### Task
Gather every line in the data below that contains the word "armrest". Copy each of those lines without changes.

>> begin Supplied data

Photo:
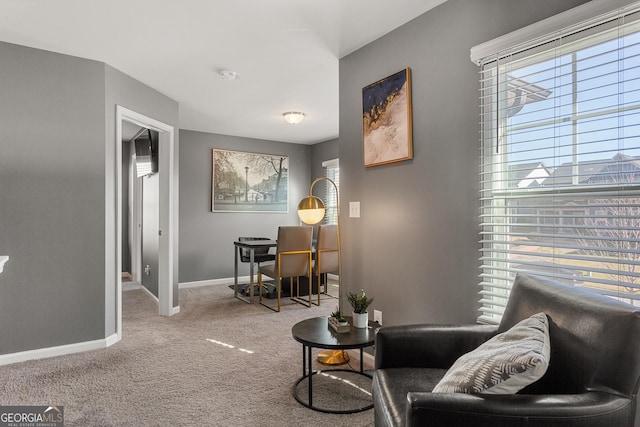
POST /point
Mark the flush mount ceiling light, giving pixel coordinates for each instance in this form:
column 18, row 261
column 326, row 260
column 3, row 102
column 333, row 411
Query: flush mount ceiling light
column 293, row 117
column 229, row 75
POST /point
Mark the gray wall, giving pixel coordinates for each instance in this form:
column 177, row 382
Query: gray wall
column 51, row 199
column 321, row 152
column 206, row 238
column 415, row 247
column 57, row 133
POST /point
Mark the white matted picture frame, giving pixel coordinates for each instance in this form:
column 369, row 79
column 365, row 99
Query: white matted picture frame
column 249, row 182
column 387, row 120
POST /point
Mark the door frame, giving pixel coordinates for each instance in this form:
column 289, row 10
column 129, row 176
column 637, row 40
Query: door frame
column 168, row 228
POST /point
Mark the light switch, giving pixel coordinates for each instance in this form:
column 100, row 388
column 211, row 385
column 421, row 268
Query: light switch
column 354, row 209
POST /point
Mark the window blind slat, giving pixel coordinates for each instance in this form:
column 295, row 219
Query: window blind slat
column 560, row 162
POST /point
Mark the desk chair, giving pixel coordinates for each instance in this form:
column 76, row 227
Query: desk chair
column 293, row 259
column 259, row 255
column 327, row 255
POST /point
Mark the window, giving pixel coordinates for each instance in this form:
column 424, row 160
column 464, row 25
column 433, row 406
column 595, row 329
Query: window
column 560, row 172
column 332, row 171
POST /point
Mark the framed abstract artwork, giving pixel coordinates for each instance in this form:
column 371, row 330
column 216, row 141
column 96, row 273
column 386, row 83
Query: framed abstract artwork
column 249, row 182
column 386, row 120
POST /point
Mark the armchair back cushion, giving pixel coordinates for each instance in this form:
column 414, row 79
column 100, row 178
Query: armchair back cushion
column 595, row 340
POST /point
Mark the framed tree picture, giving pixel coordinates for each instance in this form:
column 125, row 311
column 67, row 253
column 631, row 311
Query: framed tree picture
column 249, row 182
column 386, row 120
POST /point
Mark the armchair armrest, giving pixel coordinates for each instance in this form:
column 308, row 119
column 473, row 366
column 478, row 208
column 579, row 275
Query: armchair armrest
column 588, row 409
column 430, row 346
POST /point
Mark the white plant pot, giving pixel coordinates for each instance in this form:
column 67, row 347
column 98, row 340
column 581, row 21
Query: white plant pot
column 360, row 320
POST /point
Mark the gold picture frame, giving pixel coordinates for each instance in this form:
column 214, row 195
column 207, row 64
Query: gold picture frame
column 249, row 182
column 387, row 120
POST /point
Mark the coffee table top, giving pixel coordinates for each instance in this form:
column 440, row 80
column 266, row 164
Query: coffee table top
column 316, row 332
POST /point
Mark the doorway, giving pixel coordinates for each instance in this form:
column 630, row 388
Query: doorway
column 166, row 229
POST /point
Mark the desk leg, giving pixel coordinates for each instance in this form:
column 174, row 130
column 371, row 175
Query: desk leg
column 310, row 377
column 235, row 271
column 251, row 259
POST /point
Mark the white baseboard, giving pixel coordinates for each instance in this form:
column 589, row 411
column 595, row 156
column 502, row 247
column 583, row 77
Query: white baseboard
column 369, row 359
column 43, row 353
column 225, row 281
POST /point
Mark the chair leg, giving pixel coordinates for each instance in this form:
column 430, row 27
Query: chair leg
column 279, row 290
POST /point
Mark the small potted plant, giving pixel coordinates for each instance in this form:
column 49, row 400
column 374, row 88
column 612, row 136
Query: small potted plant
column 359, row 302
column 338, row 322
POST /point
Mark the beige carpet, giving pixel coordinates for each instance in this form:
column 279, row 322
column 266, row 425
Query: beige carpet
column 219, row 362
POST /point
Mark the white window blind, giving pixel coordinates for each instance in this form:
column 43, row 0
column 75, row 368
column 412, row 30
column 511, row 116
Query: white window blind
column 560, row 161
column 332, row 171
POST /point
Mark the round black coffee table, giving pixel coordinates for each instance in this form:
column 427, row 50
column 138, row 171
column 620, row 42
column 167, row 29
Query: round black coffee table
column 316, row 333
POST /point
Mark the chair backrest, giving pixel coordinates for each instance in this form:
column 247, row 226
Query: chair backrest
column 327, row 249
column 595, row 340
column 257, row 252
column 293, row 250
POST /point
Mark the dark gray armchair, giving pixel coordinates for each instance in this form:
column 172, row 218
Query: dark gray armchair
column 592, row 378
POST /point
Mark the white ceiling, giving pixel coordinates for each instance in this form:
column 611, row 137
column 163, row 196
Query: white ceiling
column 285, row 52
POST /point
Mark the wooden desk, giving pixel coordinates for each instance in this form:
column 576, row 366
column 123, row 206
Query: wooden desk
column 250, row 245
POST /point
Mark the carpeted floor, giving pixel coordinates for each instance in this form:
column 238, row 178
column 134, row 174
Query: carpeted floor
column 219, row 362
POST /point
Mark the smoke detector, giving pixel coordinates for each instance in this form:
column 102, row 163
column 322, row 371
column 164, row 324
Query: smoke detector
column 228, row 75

>> end Supplied data

### Solution for this task
Mark the armchair armrest, giving pixel coordinates for each instance in this form:
Query: armchair armrest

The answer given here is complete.